> _TEXT_:
╭──

Hindustan Times (Bathinda)

I WENT VIRAL, AND THEN...

Four women on how life changed after unexpected­ly becoming internet sensations

- Madhusree Ghosh madhusree.ghosh@hindustant­imes.com n

What is it like to be famous without warning? To wake up and find hundreds, or thousands, of friend requests clogging your timeline, and read stories about yourself online?

Aranya Johar, 18, never dreamed she would go viral, when she wrote the spoken-word poem ‘A Brown Girl’s Guide to Gender’ in March. She still can’t get used to being recognised on the street.

“I was excited when the video got its first 100 hits,” says the Mumbai college student, laughing. “I never expected to have to pose for selfies with strangers while eating paani puri on the roadside.”

Not all the reactions are positive. When Kashmiri student Saima Mir, 22, was caught in a Shah Rukh Khan selfie taken on her Pune campus, her timeline turned into a battlegrou­nd for India-Pakistan rivalry. “My family began to worry about my safety,” Mir says.

╰──

Repeat word for word the part of the article on going viral starting with "Four women on" and going on through "about yourself online?".

> _SUPPLIED INFORMATION_:
╭──

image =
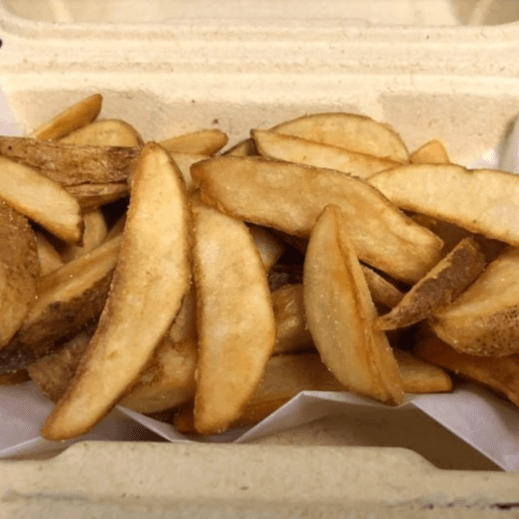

╰──

> _SOLUTION TO THIS PROBLEM_:
Four women on how life changed after unexpected­ly becoming internet sensations

- Madhusree Ghosh madhusree.ghosh@hindustant­imes.com n

What is it like to be famous without warning? To wake up and find hundreds, or thousands, of friend requests clogging your timeline, and read stories about yourself online?